> _Dataset records_:

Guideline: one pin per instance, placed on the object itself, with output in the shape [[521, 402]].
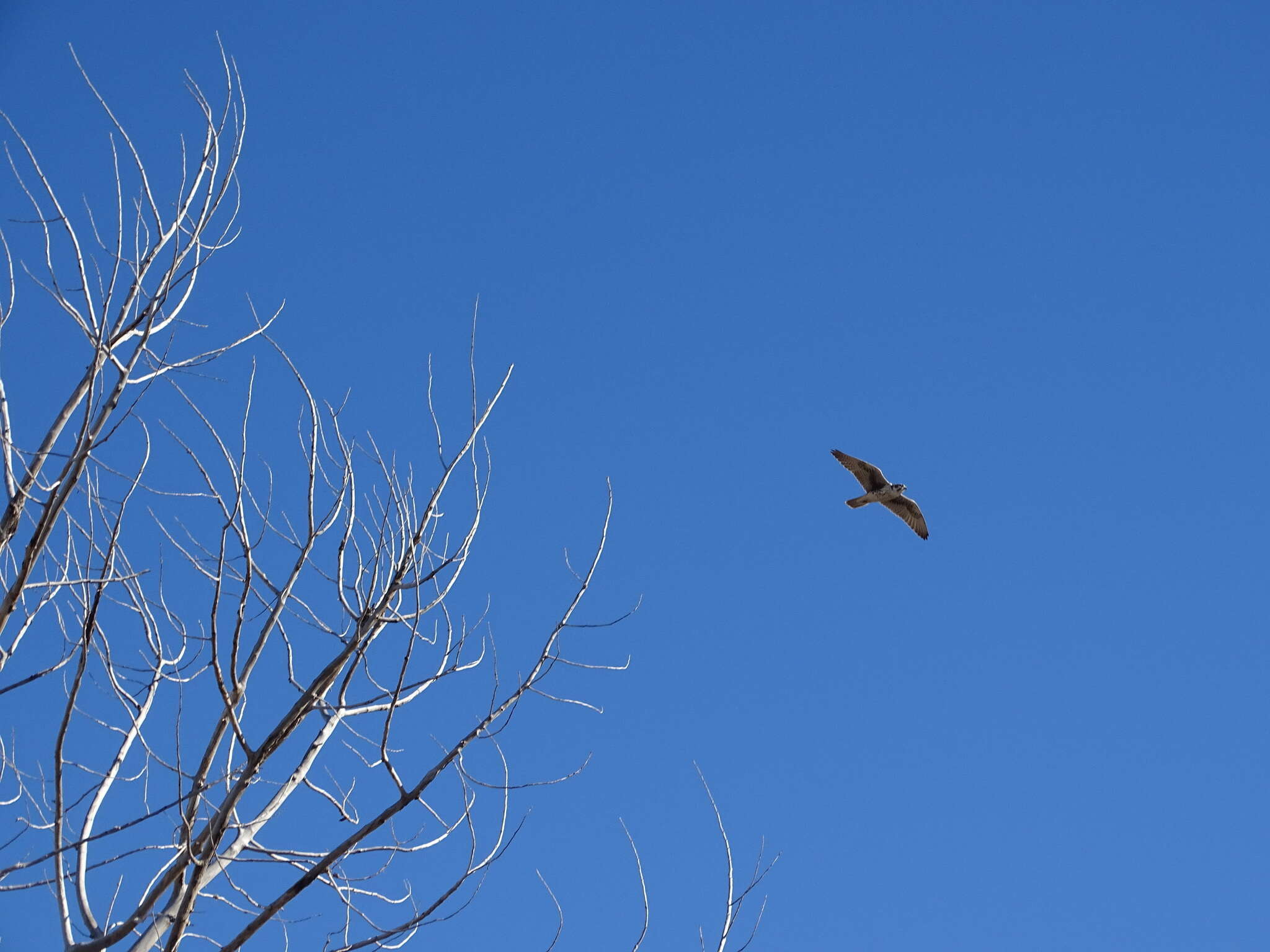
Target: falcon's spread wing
[[907, 509], [869, 475]]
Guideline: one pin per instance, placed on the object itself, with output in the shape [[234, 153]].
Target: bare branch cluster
[[241, 674]]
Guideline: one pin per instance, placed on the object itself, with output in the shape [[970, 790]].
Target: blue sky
[[1013, 253]]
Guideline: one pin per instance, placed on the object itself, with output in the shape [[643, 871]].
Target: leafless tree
[[215, 644]]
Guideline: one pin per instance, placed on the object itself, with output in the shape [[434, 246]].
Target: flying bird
[[879, 489]]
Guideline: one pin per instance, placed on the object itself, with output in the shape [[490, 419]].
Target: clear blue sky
[[1016, 254]]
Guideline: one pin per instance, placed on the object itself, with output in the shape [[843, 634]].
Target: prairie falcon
[[879, 489]]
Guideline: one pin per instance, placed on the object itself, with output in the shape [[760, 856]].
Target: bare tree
[[236, 662]]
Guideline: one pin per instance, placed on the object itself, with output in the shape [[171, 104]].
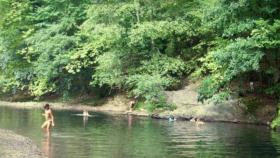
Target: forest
[[140, 48]]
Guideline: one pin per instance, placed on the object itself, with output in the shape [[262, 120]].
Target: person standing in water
[[49, 118]]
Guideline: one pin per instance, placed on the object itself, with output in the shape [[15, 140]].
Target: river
[[126, 136]]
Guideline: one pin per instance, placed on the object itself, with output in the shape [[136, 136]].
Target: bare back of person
[[49, 119]]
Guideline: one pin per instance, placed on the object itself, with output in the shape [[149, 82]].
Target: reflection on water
[[127, 136]]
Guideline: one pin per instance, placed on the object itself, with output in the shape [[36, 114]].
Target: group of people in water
[[49, 117]]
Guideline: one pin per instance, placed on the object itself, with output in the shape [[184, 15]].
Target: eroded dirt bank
[[13, 145], [186, 102]]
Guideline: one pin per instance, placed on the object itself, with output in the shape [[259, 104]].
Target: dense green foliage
[[142, 47]]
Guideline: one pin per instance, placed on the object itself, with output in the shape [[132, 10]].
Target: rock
[[16, 146]]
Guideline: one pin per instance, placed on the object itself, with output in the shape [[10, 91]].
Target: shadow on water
[[128, 136]]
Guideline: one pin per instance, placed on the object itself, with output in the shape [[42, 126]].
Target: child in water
[[49, 118], [85, 113]]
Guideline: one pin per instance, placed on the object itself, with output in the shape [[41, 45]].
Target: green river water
[[126, 136]]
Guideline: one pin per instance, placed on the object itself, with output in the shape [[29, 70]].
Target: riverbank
[[187, 107], [13, 145]]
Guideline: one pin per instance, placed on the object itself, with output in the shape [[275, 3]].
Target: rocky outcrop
[[230, 111], [16, 146]]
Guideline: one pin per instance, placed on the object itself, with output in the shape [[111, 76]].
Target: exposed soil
[[16, 146]]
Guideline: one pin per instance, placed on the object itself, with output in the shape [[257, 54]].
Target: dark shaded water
[[107, 136]]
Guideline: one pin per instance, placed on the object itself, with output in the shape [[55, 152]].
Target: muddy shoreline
[[13, 145]]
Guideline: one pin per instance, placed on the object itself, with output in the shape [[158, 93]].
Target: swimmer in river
[[49, 118], [85, 113]]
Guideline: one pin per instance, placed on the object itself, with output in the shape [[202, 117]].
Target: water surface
[[125, 136]]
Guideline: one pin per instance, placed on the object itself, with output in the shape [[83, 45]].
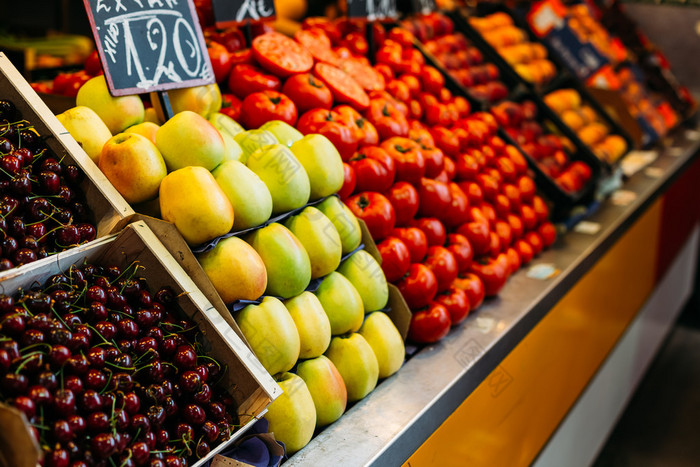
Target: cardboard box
[[252, 388], [111, 212]]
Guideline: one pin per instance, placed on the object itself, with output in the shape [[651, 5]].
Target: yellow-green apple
[[191, 199], [356, 363], [365, 273], [292, 416], [286, 260], [284, 132], [386, 342], [344, 221], [312, 324], [147, 129], [320, 239], [322, 163], [236, 270], [118, 113], [87, 128], [341, 302], [203, 100], [252, 140], [190, 139], [248, 194], [327, 388], [271, 333], [134, 166], [284, 176]]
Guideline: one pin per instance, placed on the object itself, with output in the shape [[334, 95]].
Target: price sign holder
[[146, 47]]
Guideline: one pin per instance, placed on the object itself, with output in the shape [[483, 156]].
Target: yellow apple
[[87, 128], [292, 416], [133, 164], [327, 388], [203, 100], [118, 113], [191, 199], [190, 139], [236, 270], [312, 324]]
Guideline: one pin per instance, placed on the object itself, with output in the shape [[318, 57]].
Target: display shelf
[[403, 412]]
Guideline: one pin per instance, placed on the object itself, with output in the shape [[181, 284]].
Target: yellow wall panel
[[510, 416]]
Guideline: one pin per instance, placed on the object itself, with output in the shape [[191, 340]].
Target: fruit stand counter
[[571, 334]]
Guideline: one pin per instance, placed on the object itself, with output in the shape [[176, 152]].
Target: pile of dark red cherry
[[42, 207], [110, 374]]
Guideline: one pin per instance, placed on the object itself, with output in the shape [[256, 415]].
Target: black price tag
[[231, 12], [372, 9], [149, 45]]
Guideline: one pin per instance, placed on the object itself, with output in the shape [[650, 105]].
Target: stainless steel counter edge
[[404, 410]]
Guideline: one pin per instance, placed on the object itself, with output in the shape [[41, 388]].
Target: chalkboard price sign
[[231, 12], [372, 9], [149, 45]]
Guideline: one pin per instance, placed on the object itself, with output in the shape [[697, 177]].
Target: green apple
[[284, 132], [249, 196], [365, 273], [356, 363], [271, 333], [147, 129], [344, 221], [252, 140], [322, 163], [292, 416], [189, 139], [191, 199], [320, 239], [386, 342], [236, 270], [327, 388], [341, 302], [312, 324], [284, 176], [133, 164], [118, 113], [286, 260], [87, 128]]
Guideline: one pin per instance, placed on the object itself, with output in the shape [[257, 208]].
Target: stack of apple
[[587, 124], [454, 51], [520, 121], [528, 59]]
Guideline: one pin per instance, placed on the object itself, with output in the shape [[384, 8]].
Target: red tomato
[[435, 198], [375, 210], [433, 229], [492, 273], [349, 182], [443, 264], [548, 233], [281, 55], [220, 59], [456, 302], [418, 286], [261, 107], [308, 92], [408, 158], [525, 251], [473, 286], [344, 88], [247, 79], [396, 259], [429, 325], [415, 240]]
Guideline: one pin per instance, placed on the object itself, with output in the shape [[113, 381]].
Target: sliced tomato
[[366, 76], [344, 88], [281, 55]]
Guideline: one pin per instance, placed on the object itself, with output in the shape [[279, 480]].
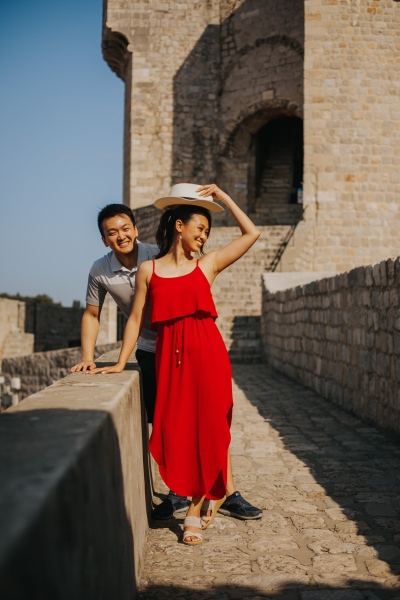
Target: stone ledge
[[75, 489]]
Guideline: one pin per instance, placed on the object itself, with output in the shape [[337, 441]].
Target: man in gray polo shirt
[[115, 273]]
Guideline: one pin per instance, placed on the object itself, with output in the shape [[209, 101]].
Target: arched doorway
[[276, 171]]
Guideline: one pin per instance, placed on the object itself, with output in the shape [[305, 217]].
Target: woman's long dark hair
[[166, 229]]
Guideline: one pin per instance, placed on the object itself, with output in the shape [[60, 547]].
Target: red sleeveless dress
[[191, 428]]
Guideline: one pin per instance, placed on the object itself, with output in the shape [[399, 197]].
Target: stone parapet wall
[[42, 369], [14, 341], [339, 336], [75, 495]]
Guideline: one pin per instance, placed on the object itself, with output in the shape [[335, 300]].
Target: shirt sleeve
[[95, 292]]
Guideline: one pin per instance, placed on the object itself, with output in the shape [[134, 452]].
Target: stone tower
[[261, 95]]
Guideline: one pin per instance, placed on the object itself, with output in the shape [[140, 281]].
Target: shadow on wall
[[243, 591], [357, 466], [65, 532], [240, 77]]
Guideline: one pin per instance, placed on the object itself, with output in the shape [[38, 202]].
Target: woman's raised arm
[[136, 319], [234, 250]]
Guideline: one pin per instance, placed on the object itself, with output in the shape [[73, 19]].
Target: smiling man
[[115, 273]]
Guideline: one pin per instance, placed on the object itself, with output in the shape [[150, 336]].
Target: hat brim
[[170, 201]]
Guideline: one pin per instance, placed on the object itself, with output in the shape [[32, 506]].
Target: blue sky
[[61, 136]]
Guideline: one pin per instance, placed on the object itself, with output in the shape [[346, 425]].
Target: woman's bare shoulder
[[145, 268]]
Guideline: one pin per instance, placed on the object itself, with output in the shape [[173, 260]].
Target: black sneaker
[[170, 507], [236, 506]]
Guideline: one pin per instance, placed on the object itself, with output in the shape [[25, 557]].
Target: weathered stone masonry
[[204, 78], [340, 336]]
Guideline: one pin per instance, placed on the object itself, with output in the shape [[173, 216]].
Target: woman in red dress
[[191, 429]]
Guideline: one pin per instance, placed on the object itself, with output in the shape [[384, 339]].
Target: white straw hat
[[185, 193]]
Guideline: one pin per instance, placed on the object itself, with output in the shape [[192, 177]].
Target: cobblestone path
[[329, 485]]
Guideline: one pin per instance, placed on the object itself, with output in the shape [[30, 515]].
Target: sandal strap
[[192, 522], [187, 534]]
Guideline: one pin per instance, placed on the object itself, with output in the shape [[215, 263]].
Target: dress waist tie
[[178, 340]]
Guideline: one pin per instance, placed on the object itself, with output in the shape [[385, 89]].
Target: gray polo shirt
[[109, 275]]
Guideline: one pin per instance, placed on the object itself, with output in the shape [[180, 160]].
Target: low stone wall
[[42, 369], [339, 336], [75, 493]]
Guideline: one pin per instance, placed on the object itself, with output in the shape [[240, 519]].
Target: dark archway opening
[[276, 171]]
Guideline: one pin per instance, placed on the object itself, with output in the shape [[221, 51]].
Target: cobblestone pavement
[[329, 487]]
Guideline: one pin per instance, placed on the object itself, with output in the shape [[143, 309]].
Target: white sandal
[[212, 505], [192, 522]]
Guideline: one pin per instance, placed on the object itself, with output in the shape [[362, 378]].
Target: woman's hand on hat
[[213, 190]]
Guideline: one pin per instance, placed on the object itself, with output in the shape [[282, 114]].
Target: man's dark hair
[[113, 210]]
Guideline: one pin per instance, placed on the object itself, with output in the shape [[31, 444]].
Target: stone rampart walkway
[[329, 485]]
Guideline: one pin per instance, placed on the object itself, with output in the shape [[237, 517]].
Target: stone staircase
[[237, 290]]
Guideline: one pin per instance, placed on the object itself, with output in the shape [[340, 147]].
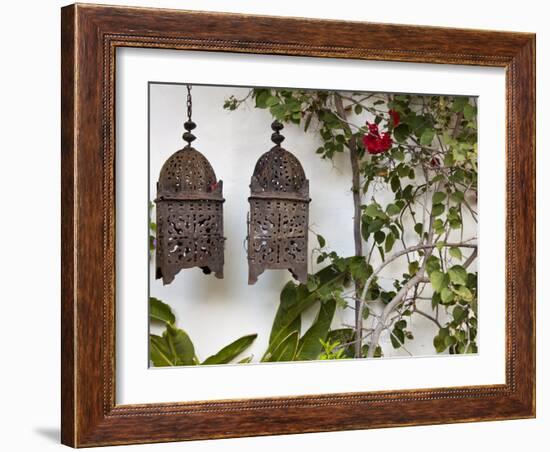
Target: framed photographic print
[[281, 225]]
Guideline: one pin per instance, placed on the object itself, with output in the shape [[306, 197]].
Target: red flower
[[376, 143], [435, 162], [395, 118]]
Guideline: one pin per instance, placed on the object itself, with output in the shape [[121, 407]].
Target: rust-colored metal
[[279, 212], [189, 213]]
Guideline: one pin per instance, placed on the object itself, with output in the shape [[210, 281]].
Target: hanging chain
[[189, 124], [189, 103]]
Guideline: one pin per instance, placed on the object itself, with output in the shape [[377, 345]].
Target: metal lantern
[[279, 211], [189, 212]]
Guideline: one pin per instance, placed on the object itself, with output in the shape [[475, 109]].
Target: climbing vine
[[422, 151]]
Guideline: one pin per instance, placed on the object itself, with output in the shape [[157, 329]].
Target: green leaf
[[390, 240], [180, 344], [459, 104], [398, 155], [271, 100], [286, 351], [447, 295], [295, 299], [459, 314], [427, 137], [457, 196], [310, 346], [261, 97], [397, 337], [438, 197], [464, 293], [458, 275], [160, 311], [433, 264], [438, 209], [379, 237], [375, 225], [400, 324], [439, 280], [343, 336], [401, 132], [366, 312], [414, 266], [469, 112], [395, 184], [373, 210], [159, 353], [392, 209], [173, 348], [231, 351], [455, 252]]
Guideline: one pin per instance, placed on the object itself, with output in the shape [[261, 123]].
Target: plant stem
[[356, 190]]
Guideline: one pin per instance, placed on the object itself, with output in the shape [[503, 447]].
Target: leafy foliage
[[175, 348], [423, 151]]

> _Your objective_:
Reproduce without alteration the lines of the material from the line containing "shape [[111, 76]]." to the line containing "[[107, 136]]", including both of those lines.

> _Reply_:
Guideline: one pin per instance, placed on the object itself, with output in the shape [[111, 76]].
Target: exposed soil
[[16, 146]]
Guideline: one pin per instance, placed on the object itself, with output in the shape [[257, 54]].
Target: dark shaded water
[[107, 136]]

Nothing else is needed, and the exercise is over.